(Dataset excerpt)

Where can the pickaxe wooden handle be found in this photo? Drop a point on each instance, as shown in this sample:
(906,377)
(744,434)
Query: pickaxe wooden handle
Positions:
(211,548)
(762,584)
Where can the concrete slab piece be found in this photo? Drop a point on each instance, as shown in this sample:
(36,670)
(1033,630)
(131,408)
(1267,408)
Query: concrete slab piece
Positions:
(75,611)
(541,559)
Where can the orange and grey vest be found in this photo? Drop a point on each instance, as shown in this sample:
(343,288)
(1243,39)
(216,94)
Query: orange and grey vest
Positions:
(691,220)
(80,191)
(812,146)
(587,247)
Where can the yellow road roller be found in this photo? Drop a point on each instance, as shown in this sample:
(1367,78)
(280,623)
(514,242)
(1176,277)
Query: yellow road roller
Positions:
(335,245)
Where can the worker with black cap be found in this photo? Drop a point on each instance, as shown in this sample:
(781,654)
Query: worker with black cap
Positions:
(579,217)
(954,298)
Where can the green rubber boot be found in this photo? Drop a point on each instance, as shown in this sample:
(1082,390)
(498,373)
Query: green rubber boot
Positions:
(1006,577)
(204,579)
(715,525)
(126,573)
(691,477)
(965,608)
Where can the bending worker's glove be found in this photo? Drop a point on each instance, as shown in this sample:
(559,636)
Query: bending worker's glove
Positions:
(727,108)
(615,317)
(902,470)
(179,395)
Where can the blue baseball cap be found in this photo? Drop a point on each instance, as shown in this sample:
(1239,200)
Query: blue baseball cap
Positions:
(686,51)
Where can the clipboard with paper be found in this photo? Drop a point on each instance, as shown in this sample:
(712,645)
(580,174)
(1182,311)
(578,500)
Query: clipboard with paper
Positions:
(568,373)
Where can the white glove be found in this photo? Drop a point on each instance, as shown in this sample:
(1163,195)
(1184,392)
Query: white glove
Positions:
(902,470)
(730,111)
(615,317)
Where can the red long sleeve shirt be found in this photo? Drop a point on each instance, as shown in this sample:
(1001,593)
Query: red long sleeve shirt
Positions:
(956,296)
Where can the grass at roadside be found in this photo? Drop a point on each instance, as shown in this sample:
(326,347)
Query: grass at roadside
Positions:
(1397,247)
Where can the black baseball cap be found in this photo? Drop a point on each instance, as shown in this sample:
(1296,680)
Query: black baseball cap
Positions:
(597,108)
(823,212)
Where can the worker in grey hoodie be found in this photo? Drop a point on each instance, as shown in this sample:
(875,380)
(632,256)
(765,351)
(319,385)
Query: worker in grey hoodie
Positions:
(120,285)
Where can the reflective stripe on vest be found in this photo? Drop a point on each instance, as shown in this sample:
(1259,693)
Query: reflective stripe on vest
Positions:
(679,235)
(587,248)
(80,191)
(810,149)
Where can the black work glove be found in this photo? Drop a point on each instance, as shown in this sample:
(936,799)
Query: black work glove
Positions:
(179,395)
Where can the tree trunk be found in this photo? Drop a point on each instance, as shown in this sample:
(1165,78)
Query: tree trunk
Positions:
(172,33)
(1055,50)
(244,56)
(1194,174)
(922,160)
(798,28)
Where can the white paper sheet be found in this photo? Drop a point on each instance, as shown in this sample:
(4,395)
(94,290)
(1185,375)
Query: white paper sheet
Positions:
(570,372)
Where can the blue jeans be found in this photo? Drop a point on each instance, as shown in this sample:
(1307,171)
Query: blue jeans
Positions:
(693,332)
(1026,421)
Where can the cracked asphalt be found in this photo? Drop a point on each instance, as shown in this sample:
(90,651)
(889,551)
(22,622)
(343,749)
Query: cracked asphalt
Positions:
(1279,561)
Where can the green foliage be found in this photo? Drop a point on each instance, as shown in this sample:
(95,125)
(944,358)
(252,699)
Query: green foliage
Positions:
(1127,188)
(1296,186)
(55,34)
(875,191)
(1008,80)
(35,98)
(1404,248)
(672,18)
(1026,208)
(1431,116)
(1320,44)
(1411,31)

---

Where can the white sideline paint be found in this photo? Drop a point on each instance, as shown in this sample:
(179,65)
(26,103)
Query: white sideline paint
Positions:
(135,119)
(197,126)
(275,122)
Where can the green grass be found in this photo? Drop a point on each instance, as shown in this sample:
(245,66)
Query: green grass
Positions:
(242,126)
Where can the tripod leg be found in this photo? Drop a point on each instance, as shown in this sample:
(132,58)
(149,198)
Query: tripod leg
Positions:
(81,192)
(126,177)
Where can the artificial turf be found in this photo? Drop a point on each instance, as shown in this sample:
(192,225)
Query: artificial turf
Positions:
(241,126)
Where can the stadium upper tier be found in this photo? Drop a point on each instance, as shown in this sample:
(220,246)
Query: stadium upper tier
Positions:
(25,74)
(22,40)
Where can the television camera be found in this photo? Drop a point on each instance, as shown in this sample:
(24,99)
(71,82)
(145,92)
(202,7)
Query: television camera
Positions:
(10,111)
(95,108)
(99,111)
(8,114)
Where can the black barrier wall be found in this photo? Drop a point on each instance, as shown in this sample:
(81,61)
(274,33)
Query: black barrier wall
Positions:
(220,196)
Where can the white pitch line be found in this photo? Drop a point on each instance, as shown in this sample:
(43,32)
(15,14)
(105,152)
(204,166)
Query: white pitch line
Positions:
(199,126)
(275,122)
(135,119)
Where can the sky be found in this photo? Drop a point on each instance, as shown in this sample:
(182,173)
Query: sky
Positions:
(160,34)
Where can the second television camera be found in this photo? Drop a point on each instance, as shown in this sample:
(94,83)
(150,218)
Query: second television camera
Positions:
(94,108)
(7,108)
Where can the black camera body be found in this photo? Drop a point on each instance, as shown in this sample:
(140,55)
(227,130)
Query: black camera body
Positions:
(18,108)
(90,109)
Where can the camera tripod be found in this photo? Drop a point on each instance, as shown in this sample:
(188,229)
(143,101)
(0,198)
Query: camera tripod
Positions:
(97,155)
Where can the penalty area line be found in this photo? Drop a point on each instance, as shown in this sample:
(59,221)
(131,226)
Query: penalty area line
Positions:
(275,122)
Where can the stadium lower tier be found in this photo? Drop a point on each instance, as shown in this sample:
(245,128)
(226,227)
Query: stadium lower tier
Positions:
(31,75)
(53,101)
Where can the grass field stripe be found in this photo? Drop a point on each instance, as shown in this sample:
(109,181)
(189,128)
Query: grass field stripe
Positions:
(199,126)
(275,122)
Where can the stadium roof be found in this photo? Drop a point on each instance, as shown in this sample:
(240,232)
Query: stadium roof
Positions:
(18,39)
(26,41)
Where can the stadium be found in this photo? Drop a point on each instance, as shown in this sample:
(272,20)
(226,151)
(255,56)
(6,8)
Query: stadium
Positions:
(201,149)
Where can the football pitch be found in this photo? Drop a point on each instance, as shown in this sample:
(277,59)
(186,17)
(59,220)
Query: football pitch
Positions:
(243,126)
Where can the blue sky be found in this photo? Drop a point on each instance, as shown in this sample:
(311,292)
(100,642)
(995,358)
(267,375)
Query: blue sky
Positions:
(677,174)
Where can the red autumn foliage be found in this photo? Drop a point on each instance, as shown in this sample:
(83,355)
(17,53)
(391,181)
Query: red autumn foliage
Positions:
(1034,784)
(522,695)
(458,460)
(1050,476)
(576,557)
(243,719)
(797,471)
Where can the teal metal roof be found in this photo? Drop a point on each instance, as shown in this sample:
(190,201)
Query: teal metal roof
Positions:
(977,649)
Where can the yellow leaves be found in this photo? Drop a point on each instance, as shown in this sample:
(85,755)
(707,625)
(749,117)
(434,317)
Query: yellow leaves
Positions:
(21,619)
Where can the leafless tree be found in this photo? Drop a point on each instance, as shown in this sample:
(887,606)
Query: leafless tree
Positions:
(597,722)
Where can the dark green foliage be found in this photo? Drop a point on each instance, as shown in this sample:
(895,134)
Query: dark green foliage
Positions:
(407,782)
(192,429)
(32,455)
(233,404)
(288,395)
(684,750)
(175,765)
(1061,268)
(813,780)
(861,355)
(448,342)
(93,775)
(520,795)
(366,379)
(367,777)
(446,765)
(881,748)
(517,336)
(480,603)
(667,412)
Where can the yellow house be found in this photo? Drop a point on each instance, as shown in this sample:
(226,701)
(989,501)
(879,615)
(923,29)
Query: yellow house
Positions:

==

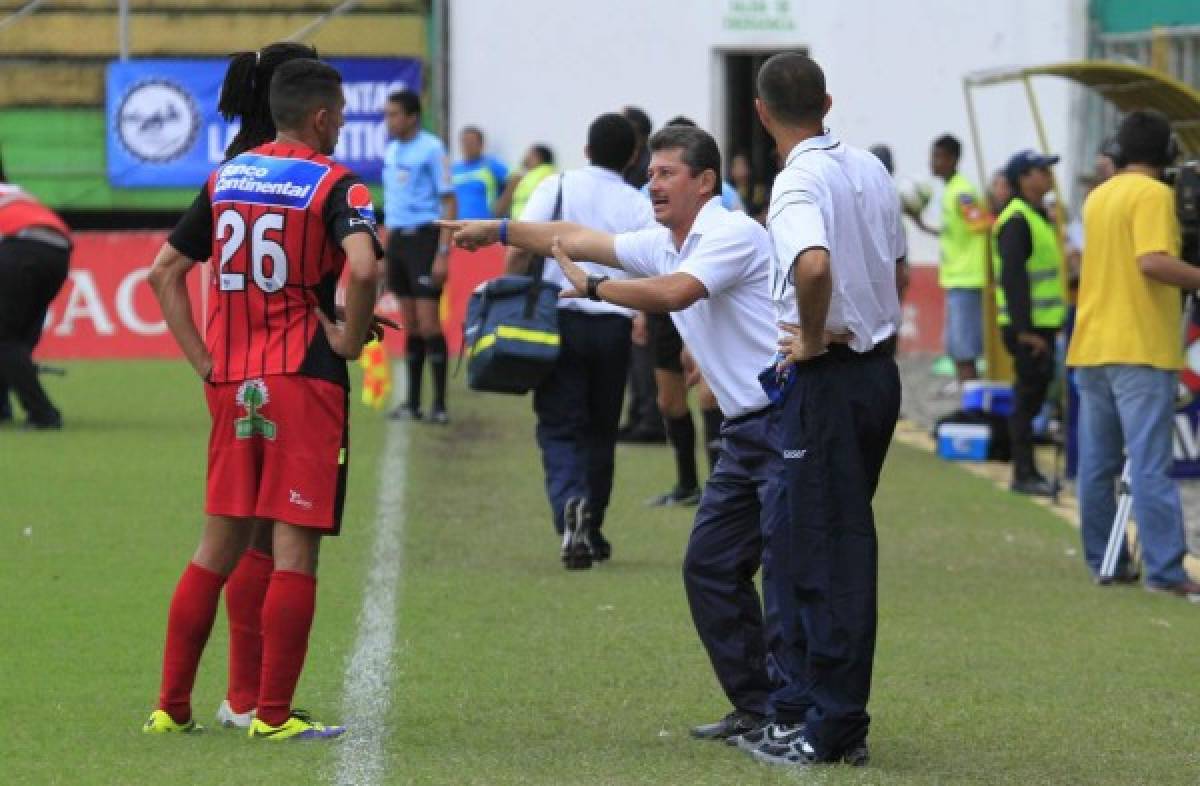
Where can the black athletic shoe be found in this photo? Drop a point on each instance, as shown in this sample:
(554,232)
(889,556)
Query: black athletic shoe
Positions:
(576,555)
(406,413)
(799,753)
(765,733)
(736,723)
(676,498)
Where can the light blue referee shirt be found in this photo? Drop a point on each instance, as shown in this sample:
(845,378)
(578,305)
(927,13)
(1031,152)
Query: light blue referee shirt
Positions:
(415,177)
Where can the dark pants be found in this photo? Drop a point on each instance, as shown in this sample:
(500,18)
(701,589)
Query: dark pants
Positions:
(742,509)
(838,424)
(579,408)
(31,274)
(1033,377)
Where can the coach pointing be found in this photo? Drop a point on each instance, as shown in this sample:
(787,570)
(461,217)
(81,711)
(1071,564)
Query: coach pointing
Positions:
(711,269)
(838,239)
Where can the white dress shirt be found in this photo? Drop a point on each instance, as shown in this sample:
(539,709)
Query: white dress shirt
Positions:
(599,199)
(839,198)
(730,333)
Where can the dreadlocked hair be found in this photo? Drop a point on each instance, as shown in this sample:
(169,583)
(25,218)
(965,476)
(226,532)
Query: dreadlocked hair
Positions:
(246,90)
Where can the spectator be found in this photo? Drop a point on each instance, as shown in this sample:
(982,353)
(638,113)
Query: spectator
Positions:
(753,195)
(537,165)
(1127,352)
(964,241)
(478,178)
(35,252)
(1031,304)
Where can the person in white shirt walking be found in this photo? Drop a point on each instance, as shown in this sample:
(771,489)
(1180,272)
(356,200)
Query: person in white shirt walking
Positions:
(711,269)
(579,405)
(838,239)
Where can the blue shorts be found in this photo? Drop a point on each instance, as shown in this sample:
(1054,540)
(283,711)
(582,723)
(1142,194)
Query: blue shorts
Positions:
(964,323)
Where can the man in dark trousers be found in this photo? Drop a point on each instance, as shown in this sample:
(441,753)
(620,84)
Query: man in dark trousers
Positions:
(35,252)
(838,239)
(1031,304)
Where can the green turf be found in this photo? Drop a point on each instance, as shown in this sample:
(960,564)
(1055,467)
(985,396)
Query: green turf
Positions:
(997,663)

• _Problem to work on_: Return every line of the items above that contains the word "trousers".

• _The response_:
Where can the man in dark trousers be found in this photo? Drop a point on each instance, as shown in this sample:
Query: man in dark trousers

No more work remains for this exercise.